#### TO DO:
Instruction for the data below: set down exactly the lines from the line with "[mark] van wheel" to the line with "Target: insect leg", inclusive, and no others.

#### EXTRACTED ENTRIES:
^^^^^^^^

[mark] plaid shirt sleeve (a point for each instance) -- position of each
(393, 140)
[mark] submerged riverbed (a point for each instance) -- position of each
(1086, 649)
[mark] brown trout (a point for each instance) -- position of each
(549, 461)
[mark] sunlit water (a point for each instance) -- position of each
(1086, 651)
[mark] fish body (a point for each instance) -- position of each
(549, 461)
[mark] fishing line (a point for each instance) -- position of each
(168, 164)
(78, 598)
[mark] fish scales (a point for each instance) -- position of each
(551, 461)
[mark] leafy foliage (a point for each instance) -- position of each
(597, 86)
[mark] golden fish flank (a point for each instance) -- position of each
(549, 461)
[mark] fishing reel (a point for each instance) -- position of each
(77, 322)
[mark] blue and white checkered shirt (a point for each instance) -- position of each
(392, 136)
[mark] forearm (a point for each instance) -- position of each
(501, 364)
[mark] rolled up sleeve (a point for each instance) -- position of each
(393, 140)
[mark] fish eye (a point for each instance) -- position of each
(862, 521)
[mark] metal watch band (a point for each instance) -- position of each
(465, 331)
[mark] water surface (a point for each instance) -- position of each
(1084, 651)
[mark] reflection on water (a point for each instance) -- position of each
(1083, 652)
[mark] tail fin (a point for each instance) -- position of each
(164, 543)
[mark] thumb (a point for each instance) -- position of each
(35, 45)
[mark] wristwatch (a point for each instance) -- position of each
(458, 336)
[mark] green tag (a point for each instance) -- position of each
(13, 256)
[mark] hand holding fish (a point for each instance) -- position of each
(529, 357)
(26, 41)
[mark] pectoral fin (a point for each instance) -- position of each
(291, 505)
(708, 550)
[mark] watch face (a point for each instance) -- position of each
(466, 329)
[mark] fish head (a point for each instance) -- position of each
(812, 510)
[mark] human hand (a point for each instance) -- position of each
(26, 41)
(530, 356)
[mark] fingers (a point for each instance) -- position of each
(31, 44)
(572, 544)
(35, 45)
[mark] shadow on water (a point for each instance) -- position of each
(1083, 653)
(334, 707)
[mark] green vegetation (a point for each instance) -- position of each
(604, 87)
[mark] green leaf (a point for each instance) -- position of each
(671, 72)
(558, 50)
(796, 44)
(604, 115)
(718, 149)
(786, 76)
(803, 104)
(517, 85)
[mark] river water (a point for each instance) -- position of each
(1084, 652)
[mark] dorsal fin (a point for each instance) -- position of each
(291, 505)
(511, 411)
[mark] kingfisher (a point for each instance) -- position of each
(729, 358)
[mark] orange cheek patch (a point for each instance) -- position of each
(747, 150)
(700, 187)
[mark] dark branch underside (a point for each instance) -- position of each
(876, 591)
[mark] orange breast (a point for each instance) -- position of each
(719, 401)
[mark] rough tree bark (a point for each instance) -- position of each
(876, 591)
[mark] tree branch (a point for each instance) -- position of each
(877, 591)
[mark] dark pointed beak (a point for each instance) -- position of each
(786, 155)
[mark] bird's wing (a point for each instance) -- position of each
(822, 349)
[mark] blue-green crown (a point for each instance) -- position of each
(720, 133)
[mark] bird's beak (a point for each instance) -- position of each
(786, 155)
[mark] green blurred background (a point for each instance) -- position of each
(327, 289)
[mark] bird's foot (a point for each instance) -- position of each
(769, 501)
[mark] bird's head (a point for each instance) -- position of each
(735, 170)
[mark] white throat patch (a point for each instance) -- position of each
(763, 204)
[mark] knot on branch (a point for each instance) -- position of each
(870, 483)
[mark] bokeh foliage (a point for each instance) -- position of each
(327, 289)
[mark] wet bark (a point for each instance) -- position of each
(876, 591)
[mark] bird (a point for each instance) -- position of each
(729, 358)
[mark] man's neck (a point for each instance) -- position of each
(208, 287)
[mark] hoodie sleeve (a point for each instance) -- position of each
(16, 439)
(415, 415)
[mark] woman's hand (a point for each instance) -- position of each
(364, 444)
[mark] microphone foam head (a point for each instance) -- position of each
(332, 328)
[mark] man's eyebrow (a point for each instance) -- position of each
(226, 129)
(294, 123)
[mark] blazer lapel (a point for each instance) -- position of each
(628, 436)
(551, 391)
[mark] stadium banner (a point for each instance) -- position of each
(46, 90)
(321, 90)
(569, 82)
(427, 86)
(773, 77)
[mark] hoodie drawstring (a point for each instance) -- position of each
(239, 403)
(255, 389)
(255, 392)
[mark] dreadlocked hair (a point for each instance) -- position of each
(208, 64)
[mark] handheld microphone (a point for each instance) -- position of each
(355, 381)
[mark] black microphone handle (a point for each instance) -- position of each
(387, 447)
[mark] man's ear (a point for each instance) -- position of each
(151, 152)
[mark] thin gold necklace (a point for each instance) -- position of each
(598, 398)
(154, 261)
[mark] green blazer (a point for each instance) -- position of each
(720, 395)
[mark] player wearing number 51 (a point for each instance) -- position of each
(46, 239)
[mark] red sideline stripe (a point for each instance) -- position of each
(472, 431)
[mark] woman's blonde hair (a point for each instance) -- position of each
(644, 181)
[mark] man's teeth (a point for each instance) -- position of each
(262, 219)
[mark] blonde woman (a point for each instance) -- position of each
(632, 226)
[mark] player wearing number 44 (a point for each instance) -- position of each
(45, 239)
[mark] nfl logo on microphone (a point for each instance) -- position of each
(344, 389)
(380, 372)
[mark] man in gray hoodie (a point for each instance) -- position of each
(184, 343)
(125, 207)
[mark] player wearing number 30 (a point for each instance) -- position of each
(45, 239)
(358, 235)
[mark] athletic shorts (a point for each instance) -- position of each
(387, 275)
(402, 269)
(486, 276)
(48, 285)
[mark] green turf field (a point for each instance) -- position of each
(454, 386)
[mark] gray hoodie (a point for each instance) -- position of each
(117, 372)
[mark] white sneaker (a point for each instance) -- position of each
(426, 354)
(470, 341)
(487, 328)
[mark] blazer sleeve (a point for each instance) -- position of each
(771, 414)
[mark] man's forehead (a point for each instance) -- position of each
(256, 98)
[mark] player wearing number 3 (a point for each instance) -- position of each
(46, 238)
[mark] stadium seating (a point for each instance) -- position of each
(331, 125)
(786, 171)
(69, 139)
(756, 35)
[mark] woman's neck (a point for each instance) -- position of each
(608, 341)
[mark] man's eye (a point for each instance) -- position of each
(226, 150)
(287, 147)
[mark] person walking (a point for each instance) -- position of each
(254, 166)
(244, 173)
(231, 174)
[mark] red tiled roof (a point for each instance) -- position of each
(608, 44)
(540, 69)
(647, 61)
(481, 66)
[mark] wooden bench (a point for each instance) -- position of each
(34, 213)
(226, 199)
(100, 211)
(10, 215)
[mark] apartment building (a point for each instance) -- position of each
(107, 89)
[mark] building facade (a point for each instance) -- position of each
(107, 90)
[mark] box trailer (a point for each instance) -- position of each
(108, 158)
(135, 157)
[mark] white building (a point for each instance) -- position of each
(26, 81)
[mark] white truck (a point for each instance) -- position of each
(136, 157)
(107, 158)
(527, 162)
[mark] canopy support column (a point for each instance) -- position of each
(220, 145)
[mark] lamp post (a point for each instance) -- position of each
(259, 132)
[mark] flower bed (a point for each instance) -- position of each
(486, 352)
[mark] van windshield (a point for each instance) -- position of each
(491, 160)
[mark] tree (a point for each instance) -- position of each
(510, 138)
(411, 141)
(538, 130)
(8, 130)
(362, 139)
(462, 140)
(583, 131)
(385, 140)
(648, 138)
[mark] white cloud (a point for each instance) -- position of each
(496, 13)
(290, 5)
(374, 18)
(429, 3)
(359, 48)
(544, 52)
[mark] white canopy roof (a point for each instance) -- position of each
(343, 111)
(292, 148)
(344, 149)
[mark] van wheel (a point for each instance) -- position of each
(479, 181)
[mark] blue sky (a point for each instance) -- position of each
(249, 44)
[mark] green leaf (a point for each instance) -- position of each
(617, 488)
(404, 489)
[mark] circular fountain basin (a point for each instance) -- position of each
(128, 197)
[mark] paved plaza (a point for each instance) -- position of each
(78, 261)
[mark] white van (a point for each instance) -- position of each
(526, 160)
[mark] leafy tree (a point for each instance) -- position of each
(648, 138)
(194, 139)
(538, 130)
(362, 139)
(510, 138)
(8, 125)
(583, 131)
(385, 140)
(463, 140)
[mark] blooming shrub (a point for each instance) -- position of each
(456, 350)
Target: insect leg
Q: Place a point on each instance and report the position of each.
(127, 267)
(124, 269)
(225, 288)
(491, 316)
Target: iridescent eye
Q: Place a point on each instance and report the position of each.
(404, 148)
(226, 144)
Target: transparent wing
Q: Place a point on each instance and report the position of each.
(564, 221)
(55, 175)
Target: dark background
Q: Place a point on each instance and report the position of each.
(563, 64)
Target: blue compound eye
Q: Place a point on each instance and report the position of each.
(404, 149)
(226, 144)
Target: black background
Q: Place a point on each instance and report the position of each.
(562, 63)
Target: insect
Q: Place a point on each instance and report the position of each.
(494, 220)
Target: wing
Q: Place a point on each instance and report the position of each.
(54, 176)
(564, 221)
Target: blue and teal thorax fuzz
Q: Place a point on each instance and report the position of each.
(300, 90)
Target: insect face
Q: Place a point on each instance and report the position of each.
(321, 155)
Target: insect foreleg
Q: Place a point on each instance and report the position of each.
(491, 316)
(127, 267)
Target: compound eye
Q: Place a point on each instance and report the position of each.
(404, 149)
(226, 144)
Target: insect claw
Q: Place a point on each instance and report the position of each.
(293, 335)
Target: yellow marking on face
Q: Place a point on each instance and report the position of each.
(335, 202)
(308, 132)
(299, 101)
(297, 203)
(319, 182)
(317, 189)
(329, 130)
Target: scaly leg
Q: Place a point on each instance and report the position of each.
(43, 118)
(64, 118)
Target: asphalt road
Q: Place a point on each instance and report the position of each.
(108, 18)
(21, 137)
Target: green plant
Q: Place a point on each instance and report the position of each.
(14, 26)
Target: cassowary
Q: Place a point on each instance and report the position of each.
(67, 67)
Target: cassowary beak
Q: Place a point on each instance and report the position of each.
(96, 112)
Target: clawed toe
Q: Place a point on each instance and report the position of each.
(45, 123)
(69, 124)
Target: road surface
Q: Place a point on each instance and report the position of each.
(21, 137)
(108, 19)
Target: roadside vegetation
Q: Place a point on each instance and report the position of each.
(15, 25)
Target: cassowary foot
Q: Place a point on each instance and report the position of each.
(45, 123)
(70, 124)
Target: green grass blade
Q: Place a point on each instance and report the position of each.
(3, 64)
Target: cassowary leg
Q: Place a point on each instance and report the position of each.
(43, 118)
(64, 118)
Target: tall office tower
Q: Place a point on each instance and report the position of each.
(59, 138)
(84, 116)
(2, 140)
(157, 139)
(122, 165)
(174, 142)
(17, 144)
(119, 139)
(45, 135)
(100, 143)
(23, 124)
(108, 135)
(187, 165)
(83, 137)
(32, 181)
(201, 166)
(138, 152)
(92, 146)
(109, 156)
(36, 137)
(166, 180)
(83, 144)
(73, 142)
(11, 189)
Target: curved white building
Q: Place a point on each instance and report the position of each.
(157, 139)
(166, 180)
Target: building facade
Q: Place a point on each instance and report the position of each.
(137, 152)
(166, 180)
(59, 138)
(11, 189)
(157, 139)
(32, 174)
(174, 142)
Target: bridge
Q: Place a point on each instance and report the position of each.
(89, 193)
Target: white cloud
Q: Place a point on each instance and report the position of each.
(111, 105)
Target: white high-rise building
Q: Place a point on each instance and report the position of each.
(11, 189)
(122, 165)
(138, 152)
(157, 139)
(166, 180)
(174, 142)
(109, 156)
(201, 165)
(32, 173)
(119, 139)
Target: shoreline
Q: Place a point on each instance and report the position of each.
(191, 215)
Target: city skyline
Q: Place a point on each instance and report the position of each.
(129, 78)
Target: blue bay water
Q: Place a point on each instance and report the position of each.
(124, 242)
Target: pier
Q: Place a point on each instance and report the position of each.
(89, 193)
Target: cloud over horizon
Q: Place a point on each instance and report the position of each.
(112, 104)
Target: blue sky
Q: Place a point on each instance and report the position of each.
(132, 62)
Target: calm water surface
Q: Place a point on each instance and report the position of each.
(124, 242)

^^^^^^^^

#### WORKED SOLUTION:
[mark] van wheel (a point for each instance) -- position of each
(479, 181)
[mark] blue sky (a point for each instance) -- position of each
(249, 44)
[mark] green leaf (a point for each instance) -- position of each
(617, 488)
(404, 489)
[mark] circular fountain basin (a point for each instance) -- position of each
(128, 197)
[mark] paved plaza (a point for each instance) -- position of each
(78, 261)
[mark] white van (a point for each instance) -- position of each
(526, 160)
[mark] leafy tree (a point for each instance) -- position of each
(648, 138)
(194, 139)
(538, 130)
(362, 139)
(510, 138)
(8, 125)
(583, 131)
(385, 140)
(463, 140)
[mark] blooming shrub (a point for each instance) -- position of each
(456, 350)
Target: insect leg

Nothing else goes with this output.